◆ **Rows from a pointing dataset**
________________
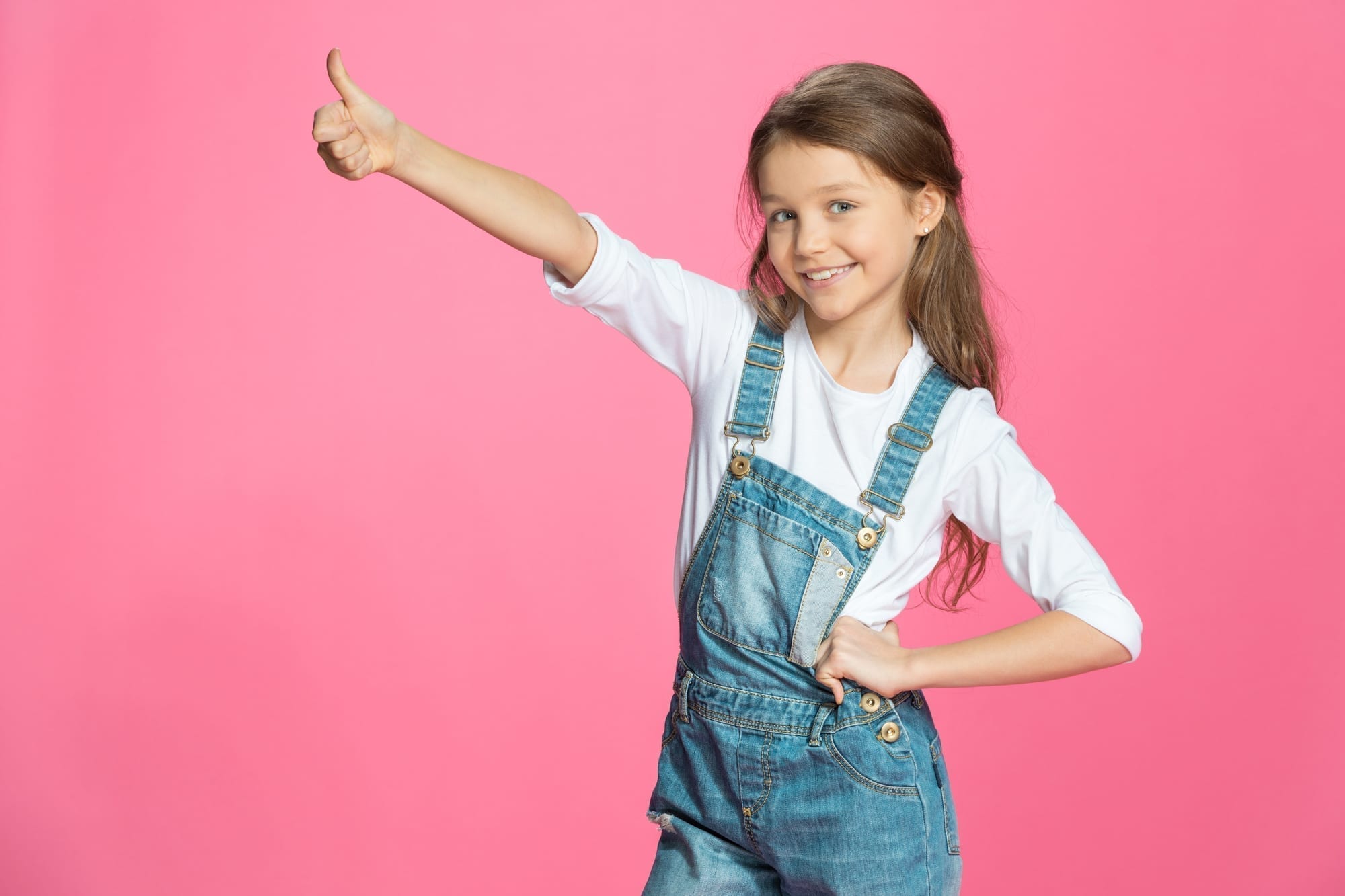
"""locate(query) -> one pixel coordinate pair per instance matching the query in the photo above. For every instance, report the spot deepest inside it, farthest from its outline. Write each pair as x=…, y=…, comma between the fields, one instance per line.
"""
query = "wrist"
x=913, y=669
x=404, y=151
________________
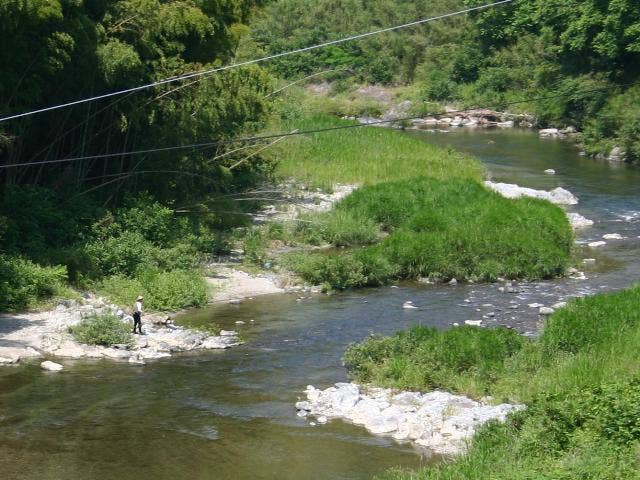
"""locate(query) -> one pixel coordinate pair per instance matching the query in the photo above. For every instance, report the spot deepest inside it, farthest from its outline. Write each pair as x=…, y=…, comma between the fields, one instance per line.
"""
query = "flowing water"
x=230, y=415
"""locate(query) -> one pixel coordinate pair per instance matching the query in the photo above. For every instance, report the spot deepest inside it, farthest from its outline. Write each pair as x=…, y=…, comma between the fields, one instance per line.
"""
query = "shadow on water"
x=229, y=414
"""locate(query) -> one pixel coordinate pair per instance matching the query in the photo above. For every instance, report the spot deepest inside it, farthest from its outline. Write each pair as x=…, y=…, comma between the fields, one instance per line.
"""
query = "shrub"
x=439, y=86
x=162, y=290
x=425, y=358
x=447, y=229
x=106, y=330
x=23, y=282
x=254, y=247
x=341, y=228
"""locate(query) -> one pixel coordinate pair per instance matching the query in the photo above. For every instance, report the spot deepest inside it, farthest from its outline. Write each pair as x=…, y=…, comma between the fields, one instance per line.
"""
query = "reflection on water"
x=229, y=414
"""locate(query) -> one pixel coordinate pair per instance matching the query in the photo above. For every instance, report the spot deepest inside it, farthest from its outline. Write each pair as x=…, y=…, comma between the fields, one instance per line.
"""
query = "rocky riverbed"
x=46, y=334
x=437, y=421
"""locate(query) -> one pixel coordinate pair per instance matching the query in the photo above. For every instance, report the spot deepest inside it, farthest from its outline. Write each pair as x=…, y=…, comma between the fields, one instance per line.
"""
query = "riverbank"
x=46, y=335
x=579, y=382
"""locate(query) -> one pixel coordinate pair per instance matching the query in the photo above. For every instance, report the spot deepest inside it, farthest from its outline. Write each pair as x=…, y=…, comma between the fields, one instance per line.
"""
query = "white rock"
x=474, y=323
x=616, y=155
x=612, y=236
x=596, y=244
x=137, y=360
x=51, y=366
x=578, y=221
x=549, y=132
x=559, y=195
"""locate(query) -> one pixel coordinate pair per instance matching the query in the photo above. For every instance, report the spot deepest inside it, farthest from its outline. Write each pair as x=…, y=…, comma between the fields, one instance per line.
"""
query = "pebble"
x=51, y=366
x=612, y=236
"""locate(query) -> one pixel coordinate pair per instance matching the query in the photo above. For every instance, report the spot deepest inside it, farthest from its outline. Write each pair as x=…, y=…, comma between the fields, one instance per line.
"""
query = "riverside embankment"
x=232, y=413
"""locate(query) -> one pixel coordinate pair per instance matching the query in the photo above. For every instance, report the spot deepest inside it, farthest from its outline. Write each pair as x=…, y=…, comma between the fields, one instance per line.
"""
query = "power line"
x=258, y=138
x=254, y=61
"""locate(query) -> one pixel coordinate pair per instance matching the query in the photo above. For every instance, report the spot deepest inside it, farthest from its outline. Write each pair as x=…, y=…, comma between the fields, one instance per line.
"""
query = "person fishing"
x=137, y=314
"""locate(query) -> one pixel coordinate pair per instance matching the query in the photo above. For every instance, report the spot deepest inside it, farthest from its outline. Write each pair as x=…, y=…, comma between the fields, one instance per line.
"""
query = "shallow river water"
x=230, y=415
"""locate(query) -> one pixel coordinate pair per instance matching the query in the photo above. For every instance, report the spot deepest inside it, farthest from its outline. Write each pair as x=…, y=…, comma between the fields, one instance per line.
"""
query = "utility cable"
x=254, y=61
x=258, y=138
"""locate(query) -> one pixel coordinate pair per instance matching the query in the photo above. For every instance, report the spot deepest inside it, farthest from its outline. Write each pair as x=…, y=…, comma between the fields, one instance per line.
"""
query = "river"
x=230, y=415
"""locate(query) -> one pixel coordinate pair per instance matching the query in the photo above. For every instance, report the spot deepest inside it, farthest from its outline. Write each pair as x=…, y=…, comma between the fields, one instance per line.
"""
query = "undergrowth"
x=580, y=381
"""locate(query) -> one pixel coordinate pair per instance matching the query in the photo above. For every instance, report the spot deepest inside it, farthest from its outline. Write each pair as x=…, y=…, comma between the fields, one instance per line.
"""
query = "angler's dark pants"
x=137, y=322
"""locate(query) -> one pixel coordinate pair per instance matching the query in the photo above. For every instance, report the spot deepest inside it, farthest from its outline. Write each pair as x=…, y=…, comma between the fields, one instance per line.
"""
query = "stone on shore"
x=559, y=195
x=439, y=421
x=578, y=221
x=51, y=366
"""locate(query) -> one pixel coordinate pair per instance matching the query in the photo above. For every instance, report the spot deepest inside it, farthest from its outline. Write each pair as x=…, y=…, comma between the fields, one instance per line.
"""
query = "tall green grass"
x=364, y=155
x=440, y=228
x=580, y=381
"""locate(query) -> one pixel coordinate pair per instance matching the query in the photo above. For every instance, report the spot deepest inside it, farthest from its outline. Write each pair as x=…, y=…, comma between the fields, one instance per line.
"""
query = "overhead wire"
________________
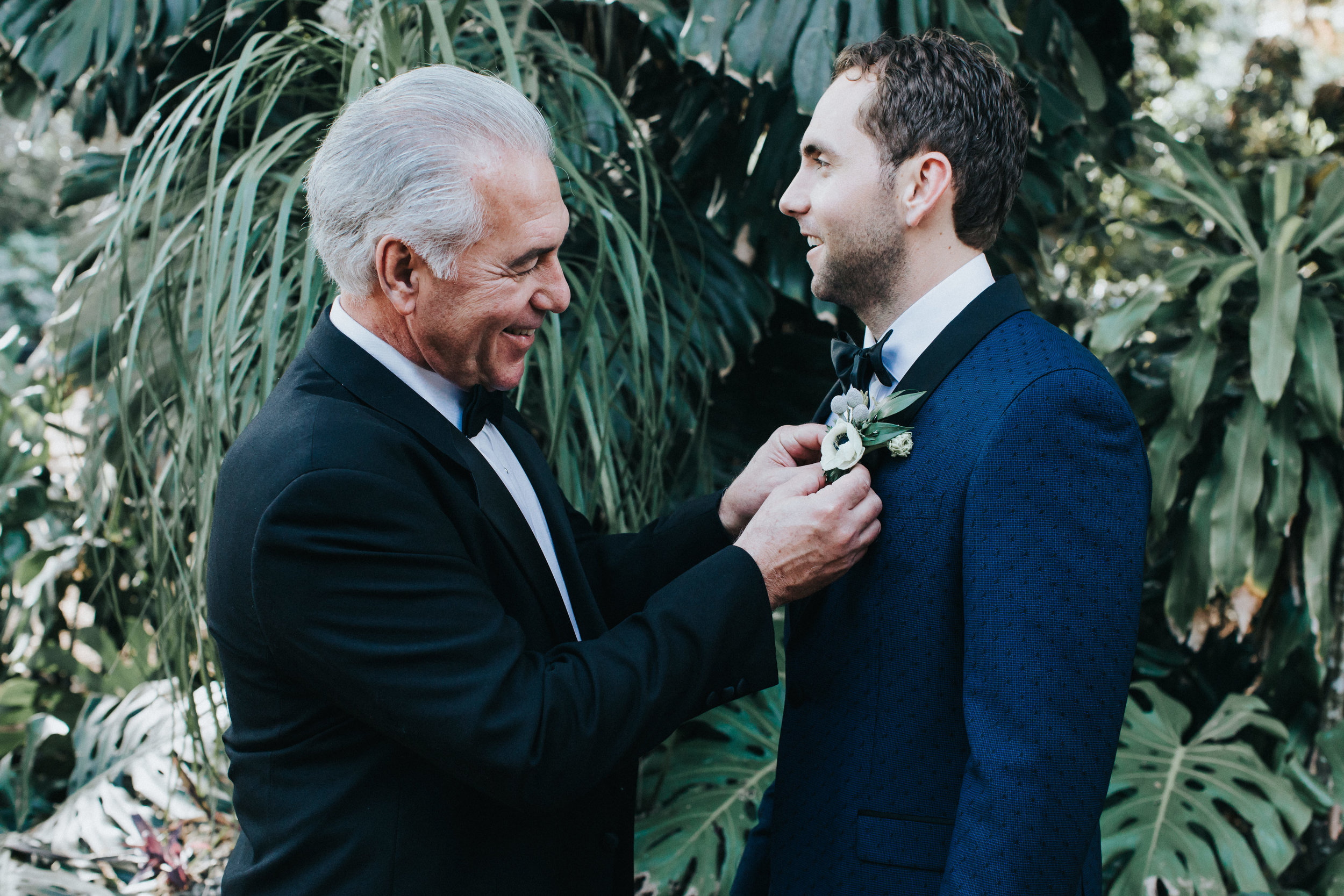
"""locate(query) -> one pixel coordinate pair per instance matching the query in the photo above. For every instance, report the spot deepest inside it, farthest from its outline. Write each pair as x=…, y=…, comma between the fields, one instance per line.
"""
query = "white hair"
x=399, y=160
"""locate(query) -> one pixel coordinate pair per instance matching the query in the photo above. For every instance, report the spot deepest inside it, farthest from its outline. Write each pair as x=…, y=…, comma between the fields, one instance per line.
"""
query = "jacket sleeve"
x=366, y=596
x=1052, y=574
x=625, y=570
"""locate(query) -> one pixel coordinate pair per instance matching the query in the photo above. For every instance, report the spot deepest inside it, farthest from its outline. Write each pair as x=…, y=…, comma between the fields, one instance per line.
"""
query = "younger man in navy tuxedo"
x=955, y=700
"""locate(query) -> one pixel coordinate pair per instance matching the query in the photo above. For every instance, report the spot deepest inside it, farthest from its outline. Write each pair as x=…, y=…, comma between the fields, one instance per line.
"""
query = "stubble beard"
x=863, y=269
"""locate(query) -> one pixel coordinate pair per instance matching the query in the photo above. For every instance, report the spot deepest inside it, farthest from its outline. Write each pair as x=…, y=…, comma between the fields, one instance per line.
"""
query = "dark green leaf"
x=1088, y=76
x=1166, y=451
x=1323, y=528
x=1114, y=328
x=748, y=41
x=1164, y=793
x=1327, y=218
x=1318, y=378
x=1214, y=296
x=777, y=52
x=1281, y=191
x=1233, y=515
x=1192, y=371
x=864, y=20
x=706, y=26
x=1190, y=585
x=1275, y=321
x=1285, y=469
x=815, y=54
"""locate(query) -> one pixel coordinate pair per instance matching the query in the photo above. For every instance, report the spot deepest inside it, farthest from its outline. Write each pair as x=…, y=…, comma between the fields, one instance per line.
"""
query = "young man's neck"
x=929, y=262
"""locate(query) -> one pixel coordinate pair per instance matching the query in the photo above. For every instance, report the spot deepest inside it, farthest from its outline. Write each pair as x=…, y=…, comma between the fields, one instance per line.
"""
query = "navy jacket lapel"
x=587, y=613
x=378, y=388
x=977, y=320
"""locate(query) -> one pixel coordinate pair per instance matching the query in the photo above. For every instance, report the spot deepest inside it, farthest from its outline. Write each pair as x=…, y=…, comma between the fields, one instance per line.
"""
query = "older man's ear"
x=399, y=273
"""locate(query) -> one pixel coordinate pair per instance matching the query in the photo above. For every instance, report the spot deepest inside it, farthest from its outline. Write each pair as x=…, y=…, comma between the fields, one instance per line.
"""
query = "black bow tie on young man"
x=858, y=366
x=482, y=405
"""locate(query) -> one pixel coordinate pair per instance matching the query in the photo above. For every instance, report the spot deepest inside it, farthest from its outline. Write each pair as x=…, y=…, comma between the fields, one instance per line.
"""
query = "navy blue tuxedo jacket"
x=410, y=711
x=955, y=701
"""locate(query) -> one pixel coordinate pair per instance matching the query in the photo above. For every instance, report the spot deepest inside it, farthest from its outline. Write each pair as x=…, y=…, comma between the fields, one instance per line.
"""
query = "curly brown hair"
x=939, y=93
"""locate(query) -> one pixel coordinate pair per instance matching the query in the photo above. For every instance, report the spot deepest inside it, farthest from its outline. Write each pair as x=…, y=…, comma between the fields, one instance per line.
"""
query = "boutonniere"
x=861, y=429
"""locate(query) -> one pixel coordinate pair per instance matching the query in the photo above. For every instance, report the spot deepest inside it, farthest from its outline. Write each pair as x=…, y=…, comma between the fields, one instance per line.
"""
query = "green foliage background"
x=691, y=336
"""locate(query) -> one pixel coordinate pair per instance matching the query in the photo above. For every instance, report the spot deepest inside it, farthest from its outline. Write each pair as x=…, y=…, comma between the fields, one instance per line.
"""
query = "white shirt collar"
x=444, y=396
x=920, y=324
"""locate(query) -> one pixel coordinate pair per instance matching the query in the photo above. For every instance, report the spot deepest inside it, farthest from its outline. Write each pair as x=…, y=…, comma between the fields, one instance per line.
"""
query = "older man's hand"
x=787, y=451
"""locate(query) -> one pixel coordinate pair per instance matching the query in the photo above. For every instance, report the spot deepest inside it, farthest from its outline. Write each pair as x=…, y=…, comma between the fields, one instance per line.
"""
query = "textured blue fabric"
________________
◆ **TASK BRIEF**
Filter the lines above, keeping each one that contains the string "jacket" with its case matched exactly.

◆ **RESPONSE**
query = "jacket sleeve"
query = "navy jacket lapel"
query = "navy blue tuxedo jacket"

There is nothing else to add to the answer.